EXERCISE
Can you reproduce all of the material below verbatim, line for line?

[BEGIN ENTRIES SHOWN]

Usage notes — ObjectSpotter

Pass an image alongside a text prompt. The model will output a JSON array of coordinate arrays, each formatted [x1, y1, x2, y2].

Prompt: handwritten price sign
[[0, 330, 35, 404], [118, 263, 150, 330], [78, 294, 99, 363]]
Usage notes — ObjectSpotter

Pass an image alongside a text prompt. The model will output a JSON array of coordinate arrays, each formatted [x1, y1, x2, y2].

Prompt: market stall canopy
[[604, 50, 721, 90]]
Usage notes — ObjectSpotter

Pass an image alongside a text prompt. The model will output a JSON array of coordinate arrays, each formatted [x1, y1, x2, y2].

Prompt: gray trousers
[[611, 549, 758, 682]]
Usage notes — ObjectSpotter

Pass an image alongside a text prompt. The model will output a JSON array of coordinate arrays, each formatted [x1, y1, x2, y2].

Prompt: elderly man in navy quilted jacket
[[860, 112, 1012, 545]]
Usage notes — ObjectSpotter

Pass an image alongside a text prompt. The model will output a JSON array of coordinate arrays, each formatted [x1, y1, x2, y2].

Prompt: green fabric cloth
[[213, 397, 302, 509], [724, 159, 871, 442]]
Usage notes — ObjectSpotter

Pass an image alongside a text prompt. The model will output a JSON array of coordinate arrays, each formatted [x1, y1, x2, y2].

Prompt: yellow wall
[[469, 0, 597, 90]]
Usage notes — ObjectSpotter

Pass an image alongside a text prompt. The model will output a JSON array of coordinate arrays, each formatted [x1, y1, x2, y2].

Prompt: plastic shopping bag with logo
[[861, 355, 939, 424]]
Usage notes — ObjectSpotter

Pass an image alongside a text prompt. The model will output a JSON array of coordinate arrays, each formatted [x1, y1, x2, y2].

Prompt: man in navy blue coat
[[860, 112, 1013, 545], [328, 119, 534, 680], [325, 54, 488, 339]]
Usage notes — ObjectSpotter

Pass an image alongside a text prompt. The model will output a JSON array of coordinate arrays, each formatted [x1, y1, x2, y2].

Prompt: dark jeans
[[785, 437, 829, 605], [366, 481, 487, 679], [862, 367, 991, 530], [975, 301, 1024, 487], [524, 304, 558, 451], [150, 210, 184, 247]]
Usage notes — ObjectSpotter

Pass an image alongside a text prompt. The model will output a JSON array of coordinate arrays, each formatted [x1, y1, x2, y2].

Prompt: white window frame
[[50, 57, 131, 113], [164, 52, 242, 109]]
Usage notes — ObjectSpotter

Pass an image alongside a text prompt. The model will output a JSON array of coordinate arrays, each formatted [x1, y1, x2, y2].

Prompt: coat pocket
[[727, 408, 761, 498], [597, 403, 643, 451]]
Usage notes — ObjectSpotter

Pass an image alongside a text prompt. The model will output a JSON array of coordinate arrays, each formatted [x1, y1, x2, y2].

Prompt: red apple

[END ENTRIES SHOWN]

CORRECT RESPONSE
Usage notes — ObjectSpotter

Pass an image alongside a text prompt. The model will output a JSON array of coordinate arrays, each formatted [x1, y1, x2, y2].

Prompt: handwritten price sign
[[0, 330, 35, 404], [118, 263, 150, 330], [78, 294, 99, 363]]
Usage notes — ObjectSpotter

Pass an image alongside a text prompt. The model will output a JSON array of coordinate arrays, each formatted [x1, y1, x2, y2].

Prompt: market stall canopy
[[604, 50, 721, 90]]
Usage notes — ObjectSpotter

Pass an image alongside a text prompt. The model will output a JSON array of coordinate arrays, each formatted [x1, y1, x2, y2].

Prompt: gray trousers
[[611, 549, 758, 682]]
Usage notes — ObjectSpotter

Pass an image alongside a text prompt. The model will output a JSON array of coordinate arrays, each formatted [x1, y1, x2, y2].

Prompt: elderly man in navy quilted jacket
[[860, 112, 1012, 545]]
Usage notes — ObjectSpotter

Pass an image alongside a text prompt. The model will output a JSON array of coordinate arrays, each formatted [x1, y1, x2, y2].

Prompt: green fabric cloth
[[213, 397, 302, 509], [724, 159, 871, 442]]
Usage notes — ObjectSpotter

Pass an image alongside a text prompt. The model will output a JSON array of coordinate arrays, each formatted [x1, y1, x2, y2].

Prompt: yellow wall
[[469, 0, 597, 90]]
Usage notes — ObjectSpotter

Pass an image alongside a text prompt. The model will output a JSON array of coordinate arrays, each formatted [x1, y1, x2, y2].

Prompt: plastic shopping bag with logo
[[861, 355, 939, 424]]
Usage notes — ObjectSpotter

Pass an image alongside a text prompt. The model will output a JSON array of coordinate arrays, each formatted [x1, y1, x2, y2].

Prompt: man in navy blue coat
[[860, 112, 1013, 545], [328, 119, 534, 680], [325, 54, 488, 339]]
Usage notes — ObjectSpotter

Pass an image alongside a text prompt. The model will output a JSON array of coordinate arrays, each formatted [x1, y1, x2, y2].

Prompt: dark jeans
[[785, 437, 829, 605], [366, 481, 487, 679], [862, 367, 991, 530], [975, 301, 1024, 487], [524, 304, 558, 451], [150, 210, 184, 247]]
Usage notes — ObjectSpotter

Pass an image alongside a text prompt. The model will output a JSON array of coordinate arrays, each formatted [x1, y1, x2, y2].

Prompt: white window frame
[[50, 57, 131, 113], [164, 52, 242, 109]]
Usage notes — ObjectSpotter

Pass an image alongside a text prompt. The model will output a JSON array of coordinate arrays, each formatted [x1, y1, x2, y2].

Prompt: coat pocket
[[727, 408, 761, 498], [597, 403, 643, 451]]
Usage notes — ObjectSpotter

Pass an image alongside a text prompt. The model will output a JSON array of coordinate arrays, each formatted [x1, y1, x2, y2].

Prompt: red apple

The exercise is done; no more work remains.